| EXTRACTED TEXT |
The Awntyr of Gawane (literally the "Adventure of Gawain") is less certain. Neilson advanced that it represented the great alliterative work Sir Gawain and the Green Knight and Huchoun was therefore also credited with Patience, Pearl, and Cleanness. The fact that a later hand had written "Hugo de" at the head of the manuscript of these works was also taken as supporting evidence. The output of the Pearl Poet, however, is linguistically very distinct from what seems to be the oldest versions of the works more solidly attributed to Huchoun, and this attribution is nowadays dismissed. More likely is the suggestion that the Awntyr of Gawane represents The Awntyrs off Arthure, an Arthurian poem in a rhymed alliterative stanza similar to Swete Susan, which has several variants in multiple manuscripts.

==Identity==
Beyond the matter of what he may have written, who Huchoun was is uncertain.

William Dunbar, in his Lament for the Makaris, mentions a poet called "gude Sir Hew of Eglyntoun", whose works are now lost. Hugh of Eglington was a knight who was brother-in-law to Robert II of Scotland. Following suggestions made by earlier antiquarians, Neilson argued that Huchoun, "little Hugh", could be the same figure: given Hugh of Eglington's close connection with the king, and the fact that he was given safe conduct to visit London, the epithet "of the Awle Ryale" could be explained, if it was interpreted as "Aula Regalis" or "Royal Palace".

The biggest problem with this identification is that the poems ascribed by Neilson to Huchoun / Hugh of Eglington are of varying dialects, none of them Scottish. Even the poem most likely to be authentically Huchoun's own work, the Pistel of Swete Susan, seems to be in a north Yorkshire dialect overlaying a Midland source. Gawain and the Green Knight and the other three poems in the Cotton Nero A.x manuscript have a clearly north-western provenance, while the Alliterative Morte Arthure is considered to originate in the East Midlands. Two possibilities suggested by Neilson are that a Scottish poet wrote in a southern dialect, perhaps after being educated in England, or that the Scotticisms were "translated" by later scribes. It seems a more likely suggestion either that Andrew of Wyntoun's poet, Huchoun, was not Scottish (and therefore not Sir Hugh), or that the poems he mentions were in fact other works now lost, rather than the great alliterative poems Neilson claimed they referred to.

Other candidates for Huchoun from different parts of England have much less detailed evidence to prove their case. Current academic opinion takes the line that Huchoun, if he existed, may have written swete Susan but that evidence to link the same poet to other major alliterative works is tenuous at best.

| ENTRIES PROVIDED |
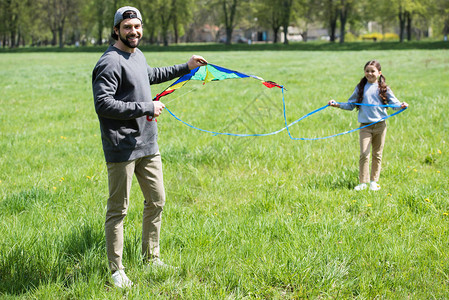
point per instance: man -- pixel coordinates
(121, 86)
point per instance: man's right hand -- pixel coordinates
(158, 108)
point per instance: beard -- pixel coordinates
(130, 44)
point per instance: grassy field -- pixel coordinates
(258, 217)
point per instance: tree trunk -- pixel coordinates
(333, 28)
(402, 18)
(61, 36)
(285, 31)
(54, 37)
(12, 43)
(275, 37)
(409, 26)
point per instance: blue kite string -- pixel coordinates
(292, 123)
(341, 133)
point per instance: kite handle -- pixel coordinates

| WORK ORDER 1 |
Echo the Huchoun passage word for word, starting with "Other candidates for" and going on through "tenuous at best.".
| WORK ORDER 2 |
According to the Huchoun passage, why is the attribution of the Pearl Poet's works to Huchoun now dismissed?
The data above has no role in this work.

| RESULT 1 |
Other candidates for Huchoun from different parts of England have much less detailed evidence to prove their case. Current academic opinion takes the line that Huchoun, if he existed, may have written swete Susan but that evidence to link the same poet to other major alliterative works is tenuous at best.

| RESULT 2 |
The Pearl Poet's output is linguistically very distinct from what seem to be the oldest versions of the works more solidly attributed to Huchoun. That difference is why the attribution is nowadays dismissed.